#### Provided material:
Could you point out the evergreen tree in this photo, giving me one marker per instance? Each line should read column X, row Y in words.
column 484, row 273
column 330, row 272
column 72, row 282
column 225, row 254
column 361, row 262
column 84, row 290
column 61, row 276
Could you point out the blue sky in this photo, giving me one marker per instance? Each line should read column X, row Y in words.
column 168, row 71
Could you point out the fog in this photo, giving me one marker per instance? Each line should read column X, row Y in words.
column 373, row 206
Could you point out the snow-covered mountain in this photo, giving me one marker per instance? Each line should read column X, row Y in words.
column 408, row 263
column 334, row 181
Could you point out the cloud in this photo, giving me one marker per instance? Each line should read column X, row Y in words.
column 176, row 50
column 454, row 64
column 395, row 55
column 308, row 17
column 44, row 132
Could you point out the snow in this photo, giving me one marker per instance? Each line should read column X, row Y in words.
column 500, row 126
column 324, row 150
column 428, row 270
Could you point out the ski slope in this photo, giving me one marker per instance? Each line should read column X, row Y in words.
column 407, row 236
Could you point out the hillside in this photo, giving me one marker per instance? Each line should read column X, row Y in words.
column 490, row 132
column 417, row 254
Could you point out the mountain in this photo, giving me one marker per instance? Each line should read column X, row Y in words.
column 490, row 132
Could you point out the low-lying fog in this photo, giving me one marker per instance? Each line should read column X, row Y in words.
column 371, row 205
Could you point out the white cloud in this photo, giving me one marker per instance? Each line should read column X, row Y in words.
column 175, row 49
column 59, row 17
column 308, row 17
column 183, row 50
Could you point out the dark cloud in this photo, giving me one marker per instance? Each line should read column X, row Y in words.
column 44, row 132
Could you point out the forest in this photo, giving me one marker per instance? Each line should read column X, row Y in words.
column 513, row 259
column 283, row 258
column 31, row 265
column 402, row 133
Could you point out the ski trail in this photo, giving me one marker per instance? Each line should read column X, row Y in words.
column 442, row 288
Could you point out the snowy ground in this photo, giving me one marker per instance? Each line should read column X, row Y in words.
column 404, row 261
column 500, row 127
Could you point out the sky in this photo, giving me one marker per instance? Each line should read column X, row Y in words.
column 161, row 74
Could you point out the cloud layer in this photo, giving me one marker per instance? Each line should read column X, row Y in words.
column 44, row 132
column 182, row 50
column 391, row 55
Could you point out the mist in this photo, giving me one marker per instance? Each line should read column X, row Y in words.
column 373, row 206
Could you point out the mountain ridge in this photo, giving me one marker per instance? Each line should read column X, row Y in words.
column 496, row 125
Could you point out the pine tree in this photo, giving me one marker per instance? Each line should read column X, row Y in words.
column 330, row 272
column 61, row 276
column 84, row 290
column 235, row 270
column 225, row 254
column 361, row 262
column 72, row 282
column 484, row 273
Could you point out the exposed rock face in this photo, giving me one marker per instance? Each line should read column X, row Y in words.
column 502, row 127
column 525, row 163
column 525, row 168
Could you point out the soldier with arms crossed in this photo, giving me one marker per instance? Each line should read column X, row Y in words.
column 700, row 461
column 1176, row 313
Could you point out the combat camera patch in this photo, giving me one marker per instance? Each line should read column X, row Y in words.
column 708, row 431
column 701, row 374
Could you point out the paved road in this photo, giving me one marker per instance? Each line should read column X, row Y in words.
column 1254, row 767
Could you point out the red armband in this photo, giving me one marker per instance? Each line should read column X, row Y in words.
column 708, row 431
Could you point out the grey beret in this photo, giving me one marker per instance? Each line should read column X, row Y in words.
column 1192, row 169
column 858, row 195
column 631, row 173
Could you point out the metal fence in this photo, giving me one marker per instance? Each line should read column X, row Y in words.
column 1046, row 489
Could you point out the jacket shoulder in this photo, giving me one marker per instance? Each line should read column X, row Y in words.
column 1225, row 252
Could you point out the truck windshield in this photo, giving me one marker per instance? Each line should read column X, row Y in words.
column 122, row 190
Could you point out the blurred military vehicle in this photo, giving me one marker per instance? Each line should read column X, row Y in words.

#### Action item:
All of the entries must be written out exactly as they stand.

#### Result of this task:
Could you point out the evergreen tree in this photo, giving me one marker per instance? Each line should read column X, row Y in words.
column 484, row 273
column 330, row 272
column 72, row 282
column 225, row 254
column 361, row 262
column 84, row 290
column 61, row 276
Could you point out the blue sky in this photo, giving me one marker per instance? Each line should read column X, row Y in words.
column 168, row 71
Could you point out the fog in this photo, giving me one marker per instance? Each line should read column X, row Y in words.
column 373, row 206
Could you point out the snow-covered mountain in this photo, giving me one marker per instance? Each line should read column X, row Y in words.
column 408, row 263
column 334, row 181
Could you point out the cloud in this photo, giving me one marker per instance? Each line should read column X, row Y in words.
column 176, row 50
column 454, row 64
column 395, row 55
column 308, row 17
column 44, row 132
Could you point out the snow in this photo, giving me one marker per instance? Each line should read column X, row Y in words.
column 500, row 126
column 324, row 150
column 428, row 270
Could you point out the ski slope in this photo, giving me one marker per instance? Each line should read column X, row Y in words.
column 407, row 236
Could you point out the hillside in this photo, giving me one marker per instance? Each line should read column X, row Y in words.
column 490, row 132
column 417, row 254
Could you point out the mountain in this photo, giving me one marker per instance? Each line should read column X, row Y in words.
column 490, row 132
Could you point out the low-lying fog in this photo, giving me one marker per instance? Each line should read column X, row Y in words.
column 371, row 205
Could you point out the white cloud in this photo, giving me one marker per instance? Each line should read column X, row Y in words.
column 175, row 49
column 59, row 17
column 308, row 17
column 183, row 50
Could you point out the dark cloud in this photo, giving me one marker per instance? Each line should read column X, row Y in words.
column 44, row 132
Could you point out the forest in this photo, giving me one marker per instance? Each line should read column X, row Y in words.
column 513, row 259
column 283, row 258
column 31, row 265
column 402, row 133
Could you point out the ski trail in this photo, giving me one marker per instance? Each line should read column X, row Y in words.
column 442, row 288
Could you point out the snowy ground in this photo, giving me one marker per instance? Each line should read column X, row Y in words.
column 404, row 261
column 500, row 127
Could you point out the sky in this photo, giving me one marker per instance? Each line should read column X, row Y in words.
column 161, row 74
Could you point out the cloud layer in this photo, giving me one marker per instance? Each line should read column X, row Y in words.
column 44, row 132
column 182, row 50
column 391, row 55
Could you point out the mist in this photo, giving me one marker per instance? Each line should read column X, row Y in words.
column 373, row 206
Could you point out the mountain ridge in this photo, giving me one marker per instance? Each line should read column X, row Y in words.
column 496, row 125
Could you point out the pine tree in this photo, giving me one marker per instance? Each line should read column X, row Y in words.
column 330, row 272
column 61, row 276
column 84, row 290
column 235, row 270
column 225, row 254
column 361, row 262
column 72, row 282
column 484, row 273
Could you point out the exposed rock face in this photo, giving me one marker per instance? Each line should read column X, row Y in words.
column 502, row 127
column 525, row 163
column 525, row 168
Could you point out the soldier with arms crossed in this photo, giving me one marker per instance? Each line should read column X, row Y in words.
column 700, row 461
column 1176, row 313
Could you point out the combat camera patch in this photo, giving me one marker per instance? Each line should read column X, row Y in words.
column 708, row 431
column 701, row 374
Could you point out the paved road in this photo, giving me one marker per instance? Each line should read column X, row Y in words.
column 1254, row 767
Could you point out the red armband in this photo, giving me one marker per instance? Each line should read column X, row Y in words.
column 708, row 431
Could you point out the grey beret in this photo, giving me one marker per instance? Each line should read column X, row Y in words.
column 1192, row 169
column 858, row 195
column 631, row 173
Could you point out the metal fence in this photo, giving me one marker per instance? Each line should read column X, row Y in words.
column 1046, row 489
Could you point out the jacket shoulder in this photo, giving me one marker per instance? Each line should read column X, row Y in words.
column 1225, row 252
Could you point out the truck windshield in this photo, giving me one marker per instance? Each line should read column X, row Y in words.
column 122, row 190
Could you point out the blurred military vehicle in this photo, giving me one marker per instance? Each line should read column X, row Y in words.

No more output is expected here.